→ EXERCISE BRIEF
Output every line of the listing below as a JSON array of strings, one string per line, leaving out any blank lines.

→ DATASET CONTENT
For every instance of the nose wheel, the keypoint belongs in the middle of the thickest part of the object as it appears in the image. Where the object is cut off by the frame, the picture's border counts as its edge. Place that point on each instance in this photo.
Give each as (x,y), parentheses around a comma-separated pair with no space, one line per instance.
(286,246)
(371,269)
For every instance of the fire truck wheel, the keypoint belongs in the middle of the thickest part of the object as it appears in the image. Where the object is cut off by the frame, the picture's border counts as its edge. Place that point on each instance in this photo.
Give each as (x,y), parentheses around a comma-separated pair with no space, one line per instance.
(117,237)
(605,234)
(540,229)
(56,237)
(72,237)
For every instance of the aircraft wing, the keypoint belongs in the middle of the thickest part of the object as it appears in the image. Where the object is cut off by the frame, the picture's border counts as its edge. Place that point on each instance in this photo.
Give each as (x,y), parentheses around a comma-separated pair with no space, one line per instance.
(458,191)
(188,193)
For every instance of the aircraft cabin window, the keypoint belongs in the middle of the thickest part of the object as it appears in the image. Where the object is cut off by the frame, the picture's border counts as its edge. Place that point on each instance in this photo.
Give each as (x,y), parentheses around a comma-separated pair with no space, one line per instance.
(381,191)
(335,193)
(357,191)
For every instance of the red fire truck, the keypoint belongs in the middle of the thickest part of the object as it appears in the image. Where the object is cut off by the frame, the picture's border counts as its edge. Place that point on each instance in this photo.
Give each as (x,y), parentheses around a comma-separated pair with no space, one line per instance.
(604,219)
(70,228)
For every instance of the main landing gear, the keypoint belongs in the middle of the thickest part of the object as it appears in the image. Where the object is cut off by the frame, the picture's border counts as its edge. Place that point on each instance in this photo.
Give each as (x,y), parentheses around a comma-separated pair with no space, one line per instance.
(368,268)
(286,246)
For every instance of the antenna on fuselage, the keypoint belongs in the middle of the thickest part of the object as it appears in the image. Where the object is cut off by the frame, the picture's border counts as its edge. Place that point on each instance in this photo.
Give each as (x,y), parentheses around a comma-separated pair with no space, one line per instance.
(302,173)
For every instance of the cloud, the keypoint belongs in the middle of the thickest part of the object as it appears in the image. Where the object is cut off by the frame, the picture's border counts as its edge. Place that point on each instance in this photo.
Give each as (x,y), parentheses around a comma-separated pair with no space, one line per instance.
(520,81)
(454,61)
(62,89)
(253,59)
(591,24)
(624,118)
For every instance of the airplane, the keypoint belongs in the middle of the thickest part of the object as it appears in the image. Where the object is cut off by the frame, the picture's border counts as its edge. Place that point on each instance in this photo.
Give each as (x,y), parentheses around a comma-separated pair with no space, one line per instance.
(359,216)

→ CORRECT RESULT
[
  "For every instance of the nose wheel, the keypoint belongs in the middle of the thickest part of the object as it appears in the image. Where the object is cut off by the frame, the picture's border counts as its edge. Place that point on each instance in this photo.",
  "Give each as (x,y), parentheses around a comma-separated pair with no space, one line per instance.",
  "(286,246)",
  "(371,269)",
  "For every instance of the fire truck wheel, the keypoint belongs in the middle of the thickest part of the object as it appears in the image. Where the object is cut off by the frame, the picture's border counts as its edge. Place that point on each instance in this photo.",
  "Give each as (x,y), parentheses around a comma-separated pair with no space, one line per instance.",
  "(117,237)",
  "(605,234)",
  "(540,229)",
  "(56,237)",
  "(72,237)",
  "For every instance of the aircraft wing, the keypoint belongs in the middle of the thickest part of the object as it appears in the image. Where the object is cut off by the frame, the picture's border counts as its edge. Place that point on each instance in this photo.",
  "Give each as (x,y), parentheses around a comma-separated pair with no space, one line per instance.",
  "(458,191)",
  "(188,193)",
  "For every instance of the aircraft cabin window, the keypoint belongs in the middle of the thickest part of the object as it appears in the image. Where the object is cut off by the frame, the picture's border counts as its edge. Place that point on each instance in this photo.",
  "Give each as (x,y), parentheses around a comma-separated pair with no space, one line per instance.",
  "(381,191)",
  "(335,193)",
  "(357,191)",
  "For every instance of the red fire truck, the keypoint belongs in the middle of the thickest part of the object as it appears in the image. Where the object is cut off by the frame, the picture's border counts as its edge. Place that point on each instance in this photo.",
  "Give each as (x,y), parentheses around a comma-separated pair with no space, one line per instance.",
  "(604,219)",
  "(70,228)",
  "For every instance of the main landing gear, the keypoint belongs in the middle of the thickest part of the object as it appears in the image. Where the object is cut off by the frame, the picture's border counts as its edge. Place that point on each instance in this photo.",
  "Give each as (x,y), parentheses around a comma-separated pair with no space, one line per instance.",
  "(368,268)",
  "(286,246)",
  "For every instance of the antenna on fuselage, the keypoint belongs in the middle of the thickest part of the object as it appears in the image. Where the object is cut off by the frame, the picture's border counts as its edge. Place that point on each instance in this photo.",
  "Give each as (x,y), parentheses around a comma-separated pair with no space, one line per instance.",
  "(302,173)",
  "For every instance of the cloud, the keypoint belongs in the middle of the thickest part of the object as it appears in the image. Where the object is cut off by the frame, the picture's border counts as its edge. Place that point on each instance in this photo.",
  "Give each as (x,y), parentheses around a comma-separated pair with no space, one line per instance.",
  "(520,81)",
  "(454,61)",
  "(62,89)",
  "(253,59)",
  "(591,24)",
  "(624,118)",
  "For every instance of the airplane, the keypoint belongs in the middle of the thickest part of the object as it appears in the image. Where the object is cut off by the frame, the picture's border counts as its edge. Place that point on each instance in this photo.",
  "Give each as (x,y), parentheses around a comma-separated pair with no space, one line per instance.",
  "(359,216)"
]